§ Texto fuente:
============
El Cuarteto de los Ángeles significó la renovación radical de la novela negra pero también puso a Ellroy en una posición difícil: ¿qué hacer cuando has escrito libros que van mucho más allá de las posibilidades de tus contemporáneos y representan el límite que es posible alcanzar si permaneces fiel a convenciones más o menos estrictas?

No nos engañemos: como en todos los libros de Ellroy lo que se articula es un sondeo abisal de la así llamada condición humana.

La aplastante respuesta del “perro rabioso” apareció bajo la forma de la monumental Trilogía Americana: América (1995); Seis de los grandes (2001); Sangre Vagabunda (2009), las novelas que lo alejaron definitivamente del gueto genérico y lo situaron a la altura de los mayores escritores contemporáneos. En los libros anteriores se documentaba hasta el vértigo el “lado oscuro” de Los Ángeles en la época dorada del film noir (1941 a 1958), en la Trilogía Americana el escenario es la totalidad de los Estados Unidos (y otros lugares como Vietnam, Haití y la República Dominicana) entre 1958 y 1972. Lo que se explora aquí es la historia secreta de Norteamérica, “la pesadilla privada de la política pública” en estos años violentos y tortuosos.

Una vez más Ellroy recurre a la triple perspectiva, pero aquí los tres personajes protagónicos no investigan los crímenes sino que los perpetran y encubren al tiempo que definen con sus acciones clandestinas la política visible de su época. Detrás de estos “malvados hombres blancos” se oculta J. Edgar Hoover, director del FBI durante cuarenta años y manipulador supremo, a su manera tan repulsivo y fascinante como Dudley Smith.

No nos engañemos: como en todos los libros de Ellroy lo que se articula aquí es un sondeo abisal de la así llamada condición humana: el tema es el Mal, pero no en el plano de los individuos sino en una escala mundial, épica. En este sentido, Seis de los Grandes (que narra el período entre 1963 y 1968) es la verdadera cumbre de la carrera literaria de Ellroy: un libro extraño y monstruoso que por su visión despiadada de la Historia, su monumentalidad (más de cien personajes) y su complejidad estructural casi joyceana, está a la altura de Las Benévolas y 2666, esas “novelas totales” imponentes y severas.

Tras alcanzar la cima, el regreso a los orígenes: con la publicación de Perfidia (2014), Ellroy ha comenzado a edificar el Segundo Cuarteto de Los Ángeles, que narrará el período de la Segunda Guerra Mundial en esta ciudad maldita y en el que aparecerán muchos de los personajes de libros anteriores, incluyendo un rejuvenecido Dudley Smith en la cima de su talento maligno: Ellroy no parece ser capaz de deshacerse definitivamente de él.
============
§ Material proporcionado:
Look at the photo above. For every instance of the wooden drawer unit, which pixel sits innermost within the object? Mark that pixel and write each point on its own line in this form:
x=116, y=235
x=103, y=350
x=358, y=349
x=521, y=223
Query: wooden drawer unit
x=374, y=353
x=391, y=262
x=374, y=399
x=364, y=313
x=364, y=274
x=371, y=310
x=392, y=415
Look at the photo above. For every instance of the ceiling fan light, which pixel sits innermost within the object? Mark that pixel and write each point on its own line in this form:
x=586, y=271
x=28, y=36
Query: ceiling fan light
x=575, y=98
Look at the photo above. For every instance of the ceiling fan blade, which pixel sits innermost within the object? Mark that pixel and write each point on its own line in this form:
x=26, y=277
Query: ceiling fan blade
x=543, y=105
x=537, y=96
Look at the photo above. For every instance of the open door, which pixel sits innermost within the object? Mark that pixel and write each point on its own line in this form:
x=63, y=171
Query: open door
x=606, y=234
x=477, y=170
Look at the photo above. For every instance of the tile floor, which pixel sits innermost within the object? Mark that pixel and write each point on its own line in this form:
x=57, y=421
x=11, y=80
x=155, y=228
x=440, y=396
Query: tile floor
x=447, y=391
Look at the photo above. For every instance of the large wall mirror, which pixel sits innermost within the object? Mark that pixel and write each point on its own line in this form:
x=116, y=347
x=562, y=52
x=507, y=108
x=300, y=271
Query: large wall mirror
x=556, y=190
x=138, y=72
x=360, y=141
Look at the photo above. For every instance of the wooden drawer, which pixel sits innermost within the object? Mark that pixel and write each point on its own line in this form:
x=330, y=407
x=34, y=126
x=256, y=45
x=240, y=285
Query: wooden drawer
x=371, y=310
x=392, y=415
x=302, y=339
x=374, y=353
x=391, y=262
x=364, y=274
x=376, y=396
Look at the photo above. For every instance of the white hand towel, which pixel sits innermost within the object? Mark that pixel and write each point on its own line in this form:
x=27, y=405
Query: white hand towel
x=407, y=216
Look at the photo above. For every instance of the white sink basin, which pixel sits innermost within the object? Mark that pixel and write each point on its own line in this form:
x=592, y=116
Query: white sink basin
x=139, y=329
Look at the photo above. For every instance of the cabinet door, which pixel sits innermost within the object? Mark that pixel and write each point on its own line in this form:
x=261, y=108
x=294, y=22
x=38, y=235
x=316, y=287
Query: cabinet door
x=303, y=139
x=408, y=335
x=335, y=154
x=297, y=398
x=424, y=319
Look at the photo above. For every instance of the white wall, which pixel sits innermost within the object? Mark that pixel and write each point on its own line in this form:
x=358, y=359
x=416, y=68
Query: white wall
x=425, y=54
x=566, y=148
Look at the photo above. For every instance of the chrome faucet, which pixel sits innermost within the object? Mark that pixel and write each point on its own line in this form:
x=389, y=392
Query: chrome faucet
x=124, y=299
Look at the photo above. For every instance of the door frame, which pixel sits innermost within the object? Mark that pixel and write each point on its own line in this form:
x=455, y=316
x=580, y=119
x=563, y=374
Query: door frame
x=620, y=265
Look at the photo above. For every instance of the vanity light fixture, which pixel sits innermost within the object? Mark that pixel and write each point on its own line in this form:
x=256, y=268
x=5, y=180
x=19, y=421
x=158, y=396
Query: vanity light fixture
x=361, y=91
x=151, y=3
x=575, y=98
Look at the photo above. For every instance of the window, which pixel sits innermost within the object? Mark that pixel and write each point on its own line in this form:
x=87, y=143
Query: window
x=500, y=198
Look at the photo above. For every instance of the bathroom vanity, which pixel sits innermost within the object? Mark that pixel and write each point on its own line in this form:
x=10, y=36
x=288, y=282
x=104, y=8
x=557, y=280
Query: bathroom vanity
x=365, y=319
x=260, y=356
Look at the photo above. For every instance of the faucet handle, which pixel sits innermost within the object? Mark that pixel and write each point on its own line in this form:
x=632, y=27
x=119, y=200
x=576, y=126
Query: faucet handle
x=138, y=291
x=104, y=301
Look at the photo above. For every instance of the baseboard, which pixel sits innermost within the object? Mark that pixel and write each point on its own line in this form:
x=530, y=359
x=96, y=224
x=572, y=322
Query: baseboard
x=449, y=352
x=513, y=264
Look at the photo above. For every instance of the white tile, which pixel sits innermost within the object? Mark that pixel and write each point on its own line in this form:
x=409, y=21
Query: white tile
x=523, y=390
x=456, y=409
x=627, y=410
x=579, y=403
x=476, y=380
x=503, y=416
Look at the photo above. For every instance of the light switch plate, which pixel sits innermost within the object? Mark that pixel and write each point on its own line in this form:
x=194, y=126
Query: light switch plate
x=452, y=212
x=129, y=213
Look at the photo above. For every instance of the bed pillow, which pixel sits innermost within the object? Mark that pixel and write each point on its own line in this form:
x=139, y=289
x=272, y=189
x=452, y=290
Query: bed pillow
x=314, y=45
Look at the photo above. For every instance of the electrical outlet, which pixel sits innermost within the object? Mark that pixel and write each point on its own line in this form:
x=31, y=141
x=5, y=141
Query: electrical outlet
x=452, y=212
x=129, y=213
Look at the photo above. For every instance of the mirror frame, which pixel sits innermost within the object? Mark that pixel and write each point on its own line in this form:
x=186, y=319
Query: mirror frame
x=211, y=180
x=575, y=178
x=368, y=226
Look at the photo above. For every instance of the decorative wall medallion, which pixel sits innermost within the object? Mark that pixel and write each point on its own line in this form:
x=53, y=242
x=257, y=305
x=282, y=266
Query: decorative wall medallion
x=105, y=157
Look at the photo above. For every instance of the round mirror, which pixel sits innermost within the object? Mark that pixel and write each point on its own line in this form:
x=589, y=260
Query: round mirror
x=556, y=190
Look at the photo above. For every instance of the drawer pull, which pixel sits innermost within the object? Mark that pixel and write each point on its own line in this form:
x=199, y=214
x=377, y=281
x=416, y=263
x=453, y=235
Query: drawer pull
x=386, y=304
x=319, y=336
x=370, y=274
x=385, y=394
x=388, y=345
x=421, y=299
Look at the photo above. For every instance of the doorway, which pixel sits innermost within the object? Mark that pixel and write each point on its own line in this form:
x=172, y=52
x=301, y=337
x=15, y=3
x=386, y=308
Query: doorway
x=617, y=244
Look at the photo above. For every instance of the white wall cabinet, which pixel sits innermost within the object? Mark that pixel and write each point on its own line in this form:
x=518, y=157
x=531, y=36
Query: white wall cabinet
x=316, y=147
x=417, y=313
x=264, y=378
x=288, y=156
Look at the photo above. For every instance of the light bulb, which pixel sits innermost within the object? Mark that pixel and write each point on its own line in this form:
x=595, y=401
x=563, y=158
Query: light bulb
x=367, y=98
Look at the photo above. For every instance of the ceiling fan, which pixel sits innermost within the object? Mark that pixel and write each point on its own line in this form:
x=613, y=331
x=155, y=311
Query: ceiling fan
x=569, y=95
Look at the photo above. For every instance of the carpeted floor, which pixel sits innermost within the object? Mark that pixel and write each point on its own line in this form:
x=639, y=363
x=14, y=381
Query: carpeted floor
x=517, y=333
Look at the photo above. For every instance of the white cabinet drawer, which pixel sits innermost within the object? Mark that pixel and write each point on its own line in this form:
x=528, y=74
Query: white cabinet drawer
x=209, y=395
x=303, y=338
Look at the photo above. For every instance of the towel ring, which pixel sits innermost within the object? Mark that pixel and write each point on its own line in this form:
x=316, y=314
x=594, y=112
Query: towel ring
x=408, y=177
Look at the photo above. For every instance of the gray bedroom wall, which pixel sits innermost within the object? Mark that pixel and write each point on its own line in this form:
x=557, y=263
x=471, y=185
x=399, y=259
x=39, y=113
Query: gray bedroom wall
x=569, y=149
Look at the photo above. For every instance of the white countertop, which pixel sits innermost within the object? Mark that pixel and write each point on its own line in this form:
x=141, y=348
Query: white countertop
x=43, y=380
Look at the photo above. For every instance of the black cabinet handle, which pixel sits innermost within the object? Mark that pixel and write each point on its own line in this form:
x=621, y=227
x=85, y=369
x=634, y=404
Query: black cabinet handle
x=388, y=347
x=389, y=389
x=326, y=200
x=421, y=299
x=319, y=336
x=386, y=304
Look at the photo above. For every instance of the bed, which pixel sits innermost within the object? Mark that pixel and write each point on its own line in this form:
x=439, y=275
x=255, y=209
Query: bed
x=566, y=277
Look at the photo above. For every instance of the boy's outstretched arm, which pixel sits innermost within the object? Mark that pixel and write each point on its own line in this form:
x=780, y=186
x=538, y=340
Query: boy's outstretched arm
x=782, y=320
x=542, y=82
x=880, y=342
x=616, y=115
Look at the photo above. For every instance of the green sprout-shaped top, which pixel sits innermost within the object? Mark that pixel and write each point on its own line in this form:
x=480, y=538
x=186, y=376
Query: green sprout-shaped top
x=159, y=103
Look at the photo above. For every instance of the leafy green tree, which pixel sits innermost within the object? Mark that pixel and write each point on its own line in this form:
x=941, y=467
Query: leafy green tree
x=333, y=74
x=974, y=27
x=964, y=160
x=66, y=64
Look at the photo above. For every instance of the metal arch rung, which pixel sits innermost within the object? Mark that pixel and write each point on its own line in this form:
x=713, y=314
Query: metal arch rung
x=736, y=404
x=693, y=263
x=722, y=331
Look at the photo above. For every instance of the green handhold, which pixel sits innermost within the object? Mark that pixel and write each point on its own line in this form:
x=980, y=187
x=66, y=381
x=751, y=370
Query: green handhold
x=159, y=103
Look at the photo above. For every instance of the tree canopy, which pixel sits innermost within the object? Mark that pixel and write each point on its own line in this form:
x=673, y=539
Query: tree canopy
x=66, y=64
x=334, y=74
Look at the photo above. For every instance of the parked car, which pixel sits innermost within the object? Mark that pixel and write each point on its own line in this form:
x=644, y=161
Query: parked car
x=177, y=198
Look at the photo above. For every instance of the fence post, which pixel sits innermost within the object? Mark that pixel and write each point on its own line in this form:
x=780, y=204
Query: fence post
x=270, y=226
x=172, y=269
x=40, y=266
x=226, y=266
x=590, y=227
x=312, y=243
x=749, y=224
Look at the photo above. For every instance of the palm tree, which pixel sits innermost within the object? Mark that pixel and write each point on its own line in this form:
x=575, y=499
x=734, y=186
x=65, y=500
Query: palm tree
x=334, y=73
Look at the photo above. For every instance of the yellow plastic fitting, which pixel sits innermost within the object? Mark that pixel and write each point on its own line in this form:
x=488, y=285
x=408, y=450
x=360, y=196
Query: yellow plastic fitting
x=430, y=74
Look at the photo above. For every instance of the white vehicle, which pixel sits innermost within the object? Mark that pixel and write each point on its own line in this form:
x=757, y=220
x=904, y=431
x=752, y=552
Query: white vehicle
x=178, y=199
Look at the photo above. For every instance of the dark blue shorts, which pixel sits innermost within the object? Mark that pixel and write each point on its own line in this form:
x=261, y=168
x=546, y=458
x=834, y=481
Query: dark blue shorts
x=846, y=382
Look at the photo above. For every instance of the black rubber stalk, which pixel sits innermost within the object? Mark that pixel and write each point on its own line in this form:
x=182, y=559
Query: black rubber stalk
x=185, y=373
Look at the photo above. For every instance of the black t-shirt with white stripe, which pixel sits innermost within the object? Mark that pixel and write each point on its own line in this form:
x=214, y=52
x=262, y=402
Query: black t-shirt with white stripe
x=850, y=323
============
§ Tu tarea: Cita sin cambios el fragmento del texto sobre las novelas de Ellroy que se abre con las palabras "El Cuarteto de" y se cierra con "llamada condición humana.".

§ Tu respuesta:
El Cuarteto de los Ángeles significó la renovación radical de la novela negra pero también puso a Ellroy en una posición difícil: ¿qué hacer cuando has escrito libros que van mucho más allá de las posibilidades de tus contemporáneos y representan el límite que es posible alcanzar si permaneces fiel a convenciones más o menos estrictas?

No nos engañemos: como en todos los libros de Ellroy lo que se articula es un sondeo abisal de la así llamada condición humana.